→ What is being asked
Find every line with the string "stocking" in the material below and copy it.
-------- Listed entries --------
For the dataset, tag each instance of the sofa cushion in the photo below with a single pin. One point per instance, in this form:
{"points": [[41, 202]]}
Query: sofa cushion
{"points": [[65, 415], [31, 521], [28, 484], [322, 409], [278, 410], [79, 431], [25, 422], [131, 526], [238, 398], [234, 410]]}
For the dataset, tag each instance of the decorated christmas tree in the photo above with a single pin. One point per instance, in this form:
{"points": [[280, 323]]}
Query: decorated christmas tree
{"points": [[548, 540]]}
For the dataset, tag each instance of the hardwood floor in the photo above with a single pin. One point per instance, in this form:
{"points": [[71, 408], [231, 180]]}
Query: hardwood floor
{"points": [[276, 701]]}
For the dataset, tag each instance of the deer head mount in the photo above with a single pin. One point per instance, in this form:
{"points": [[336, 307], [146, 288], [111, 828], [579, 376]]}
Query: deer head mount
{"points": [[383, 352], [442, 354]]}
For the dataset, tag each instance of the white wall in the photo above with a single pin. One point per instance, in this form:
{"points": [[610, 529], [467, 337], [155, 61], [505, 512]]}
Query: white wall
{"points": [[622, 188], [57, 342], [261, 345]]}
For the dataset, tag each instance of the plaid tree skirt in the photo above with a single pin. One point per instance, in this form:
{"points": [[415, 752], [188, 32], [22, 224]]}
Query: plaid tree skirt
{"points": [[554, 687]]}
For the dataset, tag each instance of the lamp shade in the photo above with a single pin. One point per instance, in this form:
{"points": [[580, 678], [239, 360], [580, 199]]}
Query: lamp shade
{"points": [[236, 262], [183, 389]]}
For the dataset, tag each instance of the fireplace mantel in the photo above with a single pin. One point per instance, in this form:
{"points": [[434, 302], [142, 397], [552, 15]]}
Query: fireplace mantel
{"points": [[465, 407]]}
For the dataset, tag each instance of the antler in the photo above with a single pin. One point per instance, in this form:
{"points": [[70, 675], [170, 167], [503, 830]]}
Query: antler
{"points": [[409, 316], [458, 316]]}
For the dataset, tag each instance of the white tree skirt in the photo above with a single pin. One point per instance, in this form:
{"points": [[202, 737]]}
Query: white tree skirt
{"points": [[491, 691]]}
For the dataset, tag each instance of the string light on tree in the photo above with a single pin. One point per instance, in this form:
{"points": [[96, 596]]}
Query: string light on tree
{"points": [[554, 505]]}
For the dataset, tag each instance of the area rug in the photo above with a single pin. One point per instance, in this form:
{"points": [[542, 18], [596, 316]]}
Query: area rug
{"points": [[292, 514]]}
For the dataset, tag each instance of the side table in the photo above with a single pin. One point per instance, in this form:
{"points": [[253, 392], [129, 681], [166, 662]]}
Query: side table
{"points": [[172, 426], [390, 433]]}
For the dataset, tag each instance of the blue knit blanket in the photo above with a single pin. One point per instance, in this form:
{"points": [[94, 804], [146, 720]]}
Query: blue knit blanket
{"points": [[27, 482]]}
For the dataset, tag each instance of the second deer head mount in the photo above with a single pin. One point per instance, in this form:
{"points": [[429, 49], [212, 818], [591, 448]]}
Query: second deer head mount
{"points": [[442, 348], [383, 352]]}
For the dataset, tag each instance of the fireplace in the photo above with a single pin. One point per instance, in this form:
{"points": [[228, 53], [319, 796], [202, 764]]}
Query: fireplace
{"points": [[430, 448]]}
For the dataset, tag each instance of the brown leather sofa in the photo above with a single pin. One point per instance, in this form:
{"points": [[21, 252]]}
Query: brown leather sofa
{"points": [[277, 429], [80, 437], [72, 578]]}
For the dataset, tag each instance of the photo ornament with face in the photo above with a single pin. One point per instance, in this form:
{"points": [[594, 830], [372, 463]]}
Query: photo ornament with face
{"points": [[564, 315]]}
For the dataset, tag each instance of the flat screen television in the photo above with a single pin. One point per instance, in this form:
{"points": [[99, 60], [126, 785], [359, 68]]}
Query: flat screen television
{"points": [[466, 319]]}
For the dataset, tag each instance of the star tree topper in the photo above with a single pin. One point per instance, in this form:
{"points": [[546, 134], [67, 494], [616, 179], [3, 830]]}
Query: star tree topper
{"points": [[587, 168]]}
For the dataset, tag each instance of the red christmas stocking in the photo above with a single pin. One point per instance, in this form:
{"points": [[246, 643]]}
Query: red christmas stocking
--------
→ Exercise answer
For the dataset, tag each instance of the red christmas stocking in the photo above with a single pin. One point per instance, in this form:
Query: red christmas stocking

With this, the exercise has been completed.